#### What you are asked to do:
Go through the entries one line at a time, and gather every line that has the word "trousers".

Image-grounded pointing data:

---*---

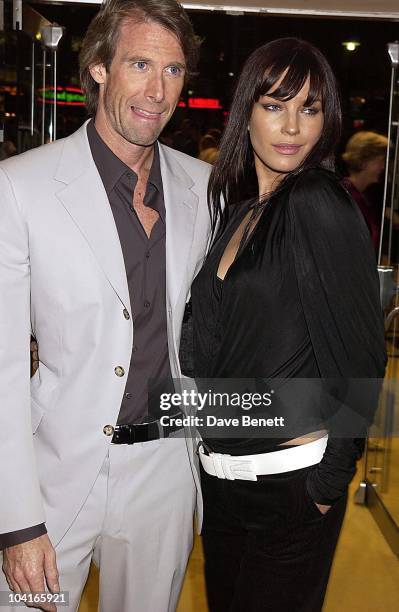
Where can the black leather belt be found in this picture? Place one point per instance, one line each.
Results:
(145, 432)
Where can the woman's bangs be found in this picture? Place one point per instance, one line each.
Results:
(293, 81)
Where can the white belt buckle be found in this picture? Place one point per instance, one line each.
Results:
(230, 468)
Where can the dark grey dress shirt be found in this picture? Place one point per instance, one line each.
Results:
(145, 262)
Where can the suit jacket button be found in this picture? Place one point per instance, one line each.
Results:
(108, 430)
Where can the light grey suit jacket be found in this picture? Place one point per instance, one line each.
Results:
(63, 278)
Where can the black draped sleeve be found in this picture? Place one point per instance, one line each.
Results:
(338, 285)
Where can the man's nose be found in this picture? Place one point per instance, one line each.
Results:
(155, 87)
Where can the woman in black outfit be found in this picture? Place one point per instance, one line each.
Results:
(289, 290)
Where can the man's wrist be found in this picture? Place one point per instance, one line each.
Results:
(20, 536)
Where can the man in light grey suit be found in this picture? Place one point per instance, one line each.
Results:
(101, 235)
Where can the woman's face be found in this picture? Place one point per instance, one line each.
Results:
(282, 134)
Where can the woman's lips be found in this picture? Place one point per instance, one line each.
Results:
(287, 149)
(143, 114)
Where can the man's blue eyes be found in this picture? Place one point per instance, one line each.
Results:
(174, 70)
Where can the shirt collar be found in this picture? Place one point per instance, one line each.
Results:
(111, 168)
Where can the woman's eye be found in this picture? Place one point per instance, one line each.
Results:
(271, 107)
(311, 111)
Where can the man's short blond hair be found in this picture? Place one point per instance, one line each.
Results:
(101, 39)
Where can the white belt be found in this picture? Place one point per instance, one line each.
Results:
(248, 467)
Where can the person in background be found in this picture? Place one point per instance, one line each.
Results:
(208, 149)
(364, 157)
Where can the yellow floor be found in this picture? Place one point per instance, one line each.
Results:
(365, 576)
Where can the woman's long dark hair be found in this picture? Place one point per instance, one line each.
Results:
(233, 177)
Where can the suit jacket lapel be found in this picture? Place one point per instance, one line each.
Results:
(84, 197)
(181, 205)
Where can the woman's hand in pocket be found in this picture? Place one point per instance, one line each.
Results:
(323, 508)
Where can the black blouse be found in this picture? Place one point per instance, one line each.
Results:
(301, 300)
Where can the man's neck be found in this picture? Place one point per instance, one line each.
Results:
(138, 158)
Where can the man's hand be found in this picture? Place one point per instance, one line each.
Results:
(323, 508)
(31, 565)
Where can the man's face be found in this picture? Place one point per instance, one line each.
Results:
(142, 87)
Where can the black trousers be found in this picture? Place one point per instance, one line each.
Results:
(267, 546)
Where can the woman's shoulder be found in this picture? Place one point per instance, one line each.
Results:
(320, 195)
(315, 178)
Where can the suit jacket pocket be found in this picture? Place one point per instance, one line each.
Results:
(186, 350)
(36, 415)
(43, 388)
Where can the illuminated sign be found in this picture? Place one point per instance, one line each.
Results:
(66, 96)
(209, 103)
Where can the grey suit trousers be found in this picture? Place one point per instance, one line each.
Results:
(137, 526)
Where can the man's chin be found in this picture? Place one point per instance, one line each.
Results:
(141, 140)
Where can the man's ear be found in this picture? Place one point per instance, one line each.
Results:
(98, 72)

---*---

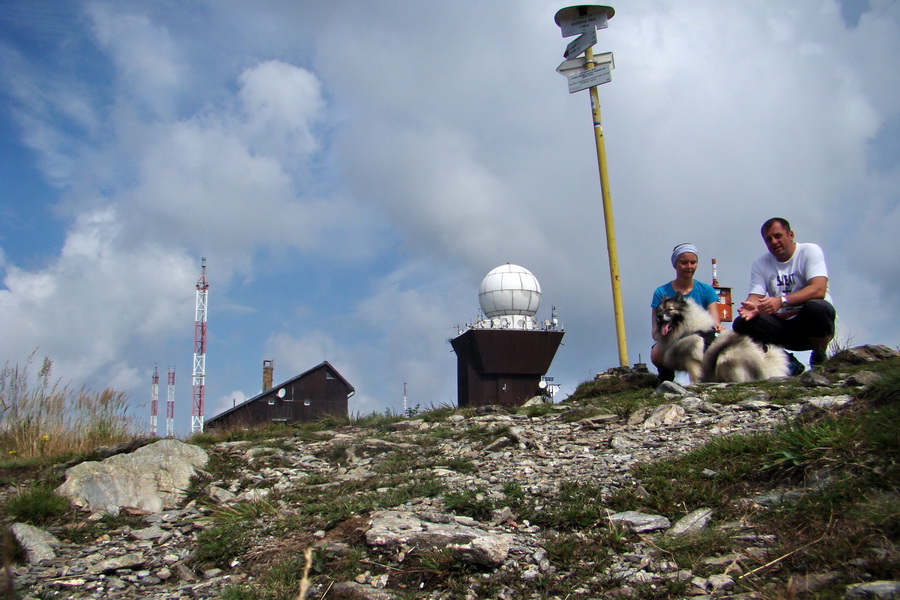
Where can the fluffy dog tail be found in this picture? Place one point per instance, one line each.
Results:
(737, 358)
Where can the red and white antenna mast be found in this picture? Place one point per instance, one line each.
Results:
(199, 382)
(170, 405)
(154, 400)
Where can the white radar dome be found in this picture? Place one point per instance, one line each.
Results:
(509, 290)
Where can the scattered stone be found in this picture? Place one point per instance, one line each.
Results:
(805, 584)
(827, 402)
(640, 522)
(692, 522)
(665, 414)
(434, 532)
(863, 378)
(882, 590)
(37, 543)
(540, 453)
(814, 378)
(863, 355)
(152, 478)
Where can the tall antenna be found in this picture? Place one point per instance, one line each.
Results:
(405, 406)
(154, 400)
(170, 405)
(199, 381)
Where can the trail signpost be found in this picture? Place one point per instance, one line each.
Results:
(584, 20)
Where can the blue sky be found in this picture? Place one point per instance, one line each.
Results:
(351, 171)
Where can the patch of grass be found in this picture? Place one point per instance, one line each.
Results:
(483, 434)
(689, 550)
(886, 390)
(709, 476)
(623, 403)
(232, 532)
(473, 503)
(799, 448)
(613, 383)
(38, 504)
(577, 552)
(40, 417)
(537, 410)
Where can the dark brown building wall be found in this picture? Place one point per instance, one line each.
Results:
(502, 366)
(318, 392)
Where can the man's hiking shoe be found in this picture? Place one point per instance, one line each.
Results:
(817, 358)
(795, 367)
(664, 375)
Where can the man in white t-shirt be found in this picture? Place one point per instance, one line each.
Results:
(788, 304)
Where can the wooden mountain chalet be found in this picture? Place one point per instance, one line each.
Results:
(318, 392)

---*---

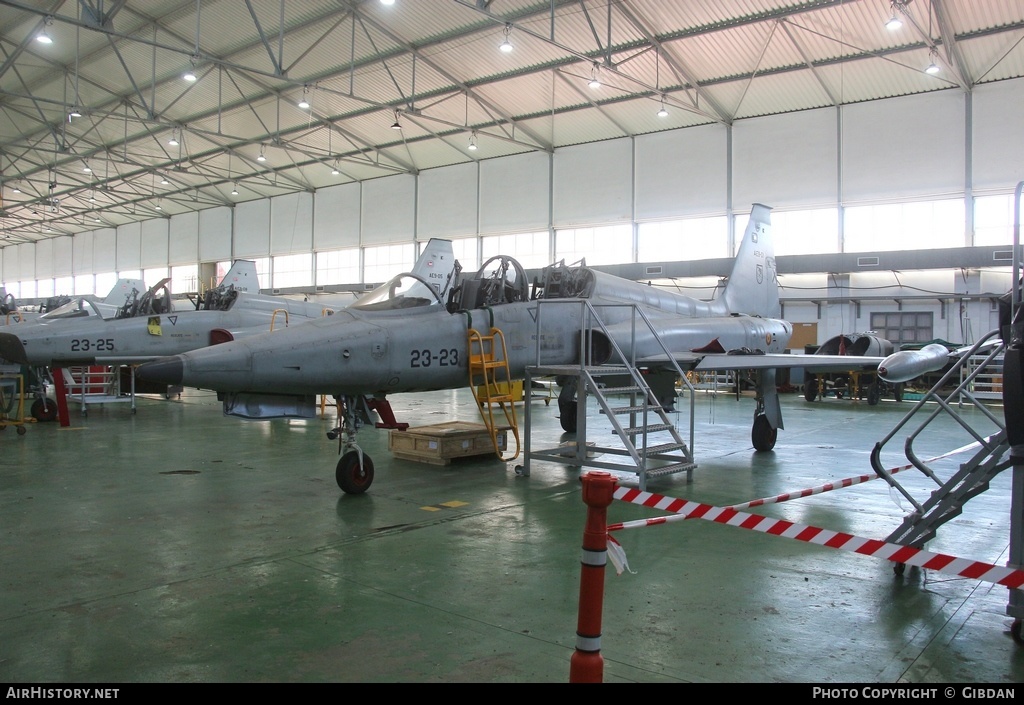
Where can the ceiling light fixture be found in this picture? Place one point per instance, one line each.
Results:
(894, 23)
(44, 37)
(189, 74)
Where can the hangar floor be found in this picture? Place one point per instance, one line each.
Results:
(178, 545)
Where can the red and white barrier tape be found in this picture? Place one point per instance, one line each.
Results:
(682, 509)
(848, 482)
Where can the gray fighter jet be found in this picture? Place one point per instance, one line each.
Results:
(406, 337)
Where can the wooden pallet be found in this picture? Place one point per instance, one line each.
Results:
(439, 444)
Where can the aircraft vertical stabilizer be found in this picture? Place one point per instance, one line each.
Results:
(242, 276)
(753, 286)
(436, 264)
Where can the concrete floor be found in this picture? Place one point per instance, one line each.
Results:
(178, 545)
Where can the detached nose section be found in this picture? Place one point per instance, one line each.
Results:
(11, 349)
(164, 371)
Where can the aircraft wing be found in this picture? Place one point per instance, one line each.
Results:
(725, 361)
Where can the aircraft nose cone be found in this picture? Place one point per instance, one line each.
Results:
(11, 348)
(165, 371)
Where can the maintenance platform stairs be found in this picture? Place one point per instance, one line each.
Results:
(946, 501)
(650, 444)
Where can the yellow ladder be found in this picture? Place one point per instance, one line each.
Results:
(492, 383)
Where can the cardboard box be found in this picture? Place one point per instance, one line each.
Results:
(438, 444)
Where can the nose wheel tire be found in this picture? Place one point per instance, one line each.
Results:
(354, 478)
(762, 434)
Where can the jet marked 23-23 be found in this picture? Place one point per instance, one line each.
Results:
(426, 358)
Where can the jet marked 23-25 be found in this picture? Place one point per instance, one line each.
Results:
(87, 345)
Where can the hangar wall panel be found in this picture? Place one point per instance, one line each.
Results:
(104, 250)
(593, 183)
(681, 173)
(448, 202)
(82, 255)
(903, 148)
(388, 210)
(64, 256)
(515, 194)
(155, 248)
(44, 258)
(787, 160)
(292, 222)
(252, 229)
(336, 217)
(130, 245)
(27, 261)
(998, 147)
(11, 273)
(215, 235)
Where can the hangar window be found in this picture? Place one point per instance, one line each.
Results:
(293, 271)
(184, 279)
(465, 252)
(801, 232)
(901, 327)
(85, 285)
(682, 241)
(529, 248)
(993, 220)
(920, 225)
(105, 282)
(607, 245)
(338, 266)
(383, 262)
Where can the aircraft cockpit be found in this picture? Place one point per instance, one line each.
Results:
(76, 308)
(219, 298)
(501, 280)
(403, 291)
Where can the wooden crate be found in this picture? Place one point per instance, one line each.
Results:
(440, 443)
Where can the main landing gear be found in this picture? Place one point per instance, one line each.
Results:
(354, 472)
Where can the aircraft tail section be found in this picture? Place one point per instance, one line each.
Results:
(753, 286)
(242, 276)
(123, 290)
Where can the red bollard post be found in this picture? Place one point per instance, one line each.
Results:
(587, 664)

---*---

#### Task solution:
Where can the black trousers be found in this picture? Place one point per instance, one line each.
Where can the grey suit trousers be found in this picture? Place one point per instance, one line each.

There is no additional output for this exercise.